Excerpt to read section start
Natural gas scheduled for delivery Wednesday rose 2 cents on average in Tuesday's trading, but the nominal rise masked greater market strength. If volatile points in the Northeast showing multi-dollar declines are subtracted from the figures, the overall gain comes in at 8 cents.
Points in the Midwest and northern tier of states showed solid double-digit gains, as did locations in California and the Rockies. At the close of futures trading, January had retreated 1.2 cents to $3.976 and February was off 1.0 cents to $3.974. January crude oil jumped $2.22 to $96.04/bbl.
In the Midwest, Northern Natural Gas was feeling the effects of heavy draws on the pipe and issued a system overrun limitation requiring customers to take only their allotted share of gas. "We're not supposed to take any more than we have nominated," said a Midwest utility buyer. "Don't be gaming the system and take more than you are supposed to take, and things like that. We'll just have to make sure we have plenty of gas. We'll probably get to 215,000 to 220,000 Dth/d by later in the week when the forecast cold comes in."
Wunderground.com forecast that Chicago's Tuesday afternoon 51 would rise to 52 by Wednesday before dropping to 33 on Thursday. The seasonal high in Chicago is 40. Omaha, NE's Tuesday 42 was expected to drop to 34 Wednesday and 23 on Thursday. The normal high in Omaha is 39 this time of year.
The National Weather Service in suburban Chicago reported that "Unseasonably warm/moist air will flood into the area tomorrow [Wednesday] with highs likely to surge well into the 50s with lower 60s possible South. [A] rapid temperature drop will take place with frontal passage tomorrow evening followed by a continued feed of progressively colder air seeping southward into the area into the weekend...placing temperatures in a bit of a controlled free-fall."
Excerpt to read section end
Reproduce the natural gas market report above in full, word for word.
Entries supplied section start
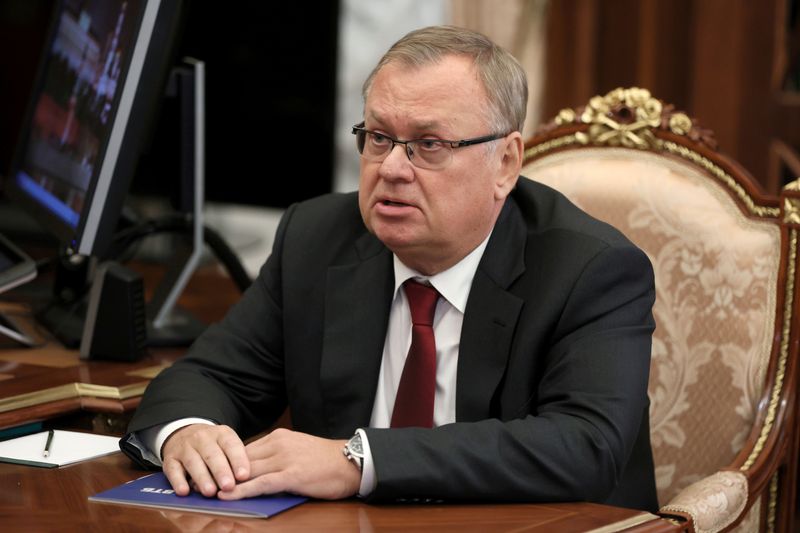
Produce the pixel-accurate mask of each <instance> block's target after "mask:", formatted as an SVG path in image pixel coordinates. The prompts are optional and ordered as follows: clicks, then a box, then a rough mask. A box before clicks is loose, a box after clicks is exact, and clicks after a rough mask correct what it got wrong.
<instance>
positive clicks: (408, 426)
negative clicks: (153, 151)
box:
Entries supplied section end
(Response):
Natural gas scheduled for delivery Wednesday rose 2 cents on average in Tuesday's trading, but the nominal rise masked greater market strength. If volatile points in the Northeast showing multi-dollar declines are subtracted from the figures, the overall gain comes in at 8 cents.
Points in the Midwest and northern tier of states showed solid double-digit gains, as did locations in California and the Rockies. At the close of futures trading, January had retreated 1.2 cents to $3.976 and February was off 1.0 cents to $3.974. January crude oil jumped $2.22 to $96.04/bbl.
In the Midwest, Northern Natural Gas was feeling the effects of heavy draws on the pipe and issued a system overrun limitation requiring customers to take only their allotted share of gas. "We're not supposed to take any more than we have nominated," said a Midwest utility buyer. "Don't be gaming the system and take more than you are supposed to take, and things like that. We'll just have to make sure we have plenty of gas. We'll probably get to 215,000 to 220,000 Dth/d by later in the week when the forecast cold comes in."
Wunderground.com forecast that Chicago's Tuesday afternoon 51 would rise to 52 by Wednesday before dropping to 33 on Thursday. The seasonal high in Chicago is 40. Omaha, NE's Tuesday 42 was expected to drop to 34 Wednesday and 23 on Thursday. The normal high in Omaha is 39 this time of year.
The National Weather Service in suburban Chicago reported that "Unseasonably warm/moist air will flood into the area tomorrow [Wednesday] with highs likely to surge well into the 50s with lower 60s possible South. [A] rapid temperature drop will take place with frontal passage tomorrow evening followed by a continued feed of progressively colder air seeping southward into the area into the weekend...placing temperatures in a bit of a controlled free-fall."